▸ **What is being asked**
Copy out the data items from the very first line up to and including the line with "Mark the region of every instance of the asphalt".

Data items:
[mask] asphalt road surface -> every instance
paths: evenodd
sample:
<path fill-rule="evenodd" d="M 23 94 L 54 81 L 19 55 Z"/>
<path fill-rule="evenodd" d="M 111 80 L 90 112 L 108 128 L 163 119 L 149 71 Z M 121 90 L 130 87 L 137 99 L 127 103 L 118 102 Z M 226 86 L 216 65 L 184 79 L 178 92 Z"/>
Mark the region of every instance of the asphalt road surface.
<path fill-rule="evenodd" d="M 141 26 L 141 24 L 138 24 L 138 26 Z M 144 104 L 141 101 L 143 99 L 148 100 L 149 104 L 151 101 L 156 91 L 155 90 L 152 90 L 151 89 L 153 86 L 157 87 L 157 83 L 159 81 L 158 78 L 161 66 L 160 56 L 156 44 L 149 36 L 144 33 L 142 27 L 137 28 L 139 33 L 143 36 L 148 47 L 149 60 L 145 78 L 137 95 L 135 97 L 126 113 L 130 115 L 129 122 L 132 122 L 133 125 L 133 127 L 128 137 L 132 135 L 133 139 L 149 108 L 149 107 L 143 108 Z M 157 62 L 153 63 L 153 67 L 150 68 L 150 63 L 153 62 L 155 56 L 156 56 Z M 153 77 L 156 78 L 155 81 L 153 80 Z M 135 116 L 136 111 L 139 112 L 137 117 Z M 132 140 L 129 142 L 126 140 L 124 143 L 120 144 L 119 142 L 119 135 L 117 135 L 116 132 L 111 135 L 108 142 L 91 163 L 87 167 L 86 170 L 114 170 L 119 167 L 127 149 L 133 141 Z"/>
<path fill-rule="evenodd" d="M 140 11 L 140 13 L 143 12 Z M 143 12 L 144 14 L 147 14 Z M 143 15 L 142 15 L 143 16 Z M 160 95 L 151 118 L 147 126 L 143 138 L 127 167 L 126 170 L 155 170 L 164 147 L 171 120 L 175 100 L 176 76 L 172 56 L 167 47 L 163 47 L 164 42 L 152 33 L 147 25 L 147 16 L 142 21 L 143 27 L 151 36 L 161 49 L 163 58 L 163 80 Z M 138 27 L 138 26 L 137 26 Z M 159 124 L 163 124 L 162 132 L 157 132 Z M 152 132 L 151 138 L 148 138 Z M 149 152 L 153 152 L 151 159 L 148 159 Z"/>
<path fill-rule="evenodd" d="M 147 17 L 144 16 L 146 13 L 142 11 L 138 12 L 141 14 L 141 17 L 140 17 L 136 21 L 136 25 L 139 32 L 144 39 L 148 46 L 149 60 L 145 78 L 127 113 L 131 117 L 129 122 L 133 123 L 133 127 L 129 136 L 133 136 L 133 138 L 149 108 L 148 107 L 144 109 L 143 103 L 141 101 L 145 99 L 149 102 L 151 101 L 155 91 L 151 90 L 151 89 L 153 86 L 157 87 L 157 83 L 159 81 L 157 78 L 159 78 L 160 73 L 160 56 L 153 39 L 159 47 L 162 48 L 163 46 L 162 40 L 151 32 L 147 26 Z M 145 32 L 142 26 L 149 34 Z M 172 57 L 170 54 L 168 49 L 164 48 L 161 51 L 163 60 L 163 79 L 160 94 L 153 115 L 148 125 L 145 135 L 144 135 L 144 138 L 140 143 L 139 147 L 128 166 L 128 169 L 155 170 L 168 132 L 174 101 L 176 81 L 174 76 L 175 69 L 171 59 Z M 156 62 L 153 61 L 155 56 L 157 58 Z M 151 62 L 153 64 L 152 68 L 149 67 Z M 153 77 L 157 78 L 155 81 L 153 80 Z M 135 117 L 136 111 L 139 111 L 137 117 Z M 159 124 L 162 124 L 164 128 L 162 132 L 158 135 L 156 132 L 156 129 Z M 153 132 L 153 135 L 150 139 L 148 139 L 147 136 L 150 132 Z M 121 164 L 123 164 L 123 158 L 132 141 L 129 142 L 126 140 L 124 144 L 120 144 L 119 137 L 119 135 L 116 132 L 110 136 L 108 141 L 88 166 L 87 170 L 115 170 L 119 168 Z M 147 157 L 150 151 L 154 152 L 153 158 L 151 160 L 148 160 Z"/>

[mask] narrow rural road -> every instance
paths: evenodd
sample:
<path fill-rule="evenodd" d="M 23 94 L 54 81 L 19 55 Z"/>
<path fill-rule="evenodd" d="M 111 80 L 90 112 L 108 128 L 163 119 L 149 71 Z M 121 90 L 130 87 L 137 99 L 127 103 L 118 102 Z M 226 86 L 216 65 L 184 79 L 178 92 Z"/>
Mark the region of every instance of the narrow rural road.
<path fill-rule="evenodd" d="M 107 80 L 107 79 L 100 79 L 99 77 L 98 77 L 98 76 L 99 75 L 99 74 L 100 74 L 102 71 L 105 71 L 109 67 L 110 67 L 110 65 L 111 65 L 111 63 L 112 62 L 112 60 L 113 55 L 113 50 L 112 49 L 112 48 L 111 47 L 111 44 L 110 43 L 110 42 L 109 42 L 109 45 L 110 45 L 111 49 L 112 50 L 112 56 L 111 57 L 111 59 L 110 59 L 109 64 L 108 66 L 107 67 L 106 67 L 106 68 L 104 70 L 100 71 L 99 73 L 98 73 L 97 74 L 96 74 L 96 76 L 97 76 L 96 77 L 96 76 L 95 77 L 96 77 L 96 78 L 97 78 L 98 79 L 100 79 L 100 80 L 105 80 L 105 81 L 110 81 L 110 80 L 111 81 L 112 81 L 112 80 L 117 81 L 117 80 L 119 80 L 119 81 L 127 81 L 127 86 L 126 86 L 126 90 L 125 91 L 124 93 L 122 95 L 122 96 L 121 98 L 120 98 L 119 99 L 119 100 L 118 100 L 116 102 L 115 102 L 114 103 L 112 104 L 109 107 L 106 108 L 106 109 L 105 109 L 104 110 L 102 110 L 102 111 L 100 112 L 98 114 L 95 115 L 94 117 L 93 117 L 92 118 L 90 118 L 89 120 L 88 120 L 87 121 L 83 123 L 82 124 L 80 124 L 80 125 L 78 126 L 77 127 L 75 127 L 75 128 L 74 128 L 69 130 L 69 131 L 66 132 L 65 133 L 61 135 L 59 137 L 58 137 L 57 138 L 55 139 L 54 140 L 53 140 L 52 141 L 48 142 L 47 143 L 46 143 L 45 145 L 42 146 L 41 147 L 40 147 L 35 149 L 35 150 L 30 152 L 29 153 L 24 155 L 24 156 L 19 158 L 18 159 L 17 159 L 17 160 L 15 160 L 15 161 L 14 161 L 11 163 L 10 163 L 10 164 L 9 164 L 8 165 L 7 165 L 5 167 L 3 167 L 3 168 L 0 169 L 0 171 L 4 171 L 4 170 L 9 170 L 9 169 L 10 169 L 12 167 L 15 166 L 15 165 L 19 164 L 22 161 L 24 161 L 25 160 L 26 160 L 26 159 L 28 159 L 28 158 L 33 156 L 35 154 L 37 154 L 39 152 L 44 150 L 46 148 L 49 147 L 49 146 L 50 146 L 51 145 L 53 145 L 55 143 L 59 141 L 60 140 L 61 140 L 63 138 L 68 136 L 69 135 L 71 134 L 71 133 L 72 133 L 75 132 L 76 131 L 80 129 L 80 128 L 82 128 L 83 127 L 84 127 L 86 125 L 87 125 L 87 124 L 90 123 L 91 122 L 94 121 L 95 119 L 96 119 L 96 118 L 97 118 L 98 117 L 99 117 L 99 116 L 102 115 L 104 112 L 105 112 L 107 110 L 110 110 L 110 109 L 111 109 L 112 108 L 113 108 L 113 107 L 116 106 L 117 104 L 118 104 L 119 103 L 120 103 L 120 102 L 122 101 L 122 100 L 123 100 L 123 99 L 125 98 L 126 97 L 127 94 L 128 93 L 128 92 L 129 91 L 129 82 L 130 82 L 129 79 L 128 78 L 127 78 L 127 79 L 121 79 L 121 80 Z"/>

▸ **The reply**
[mask] asphalt road surface -> every instance
paths: evenodd
sample:
<path fill-rule="evenodd" d="M 23 94 L 54 81 L 19 55 Z"/>
<path fill-rule="evenodd" d="M 111 80 L 90 112 L 108 128 L 163 119 L 149 71 Z M 121 90 L 130 87 L 137 99 L 127 103 L 118 102 Z M 226 86 L 216 65 L 184 79 L 178 92 Z"/>
Mark the region of every instance of the asphalt road surface.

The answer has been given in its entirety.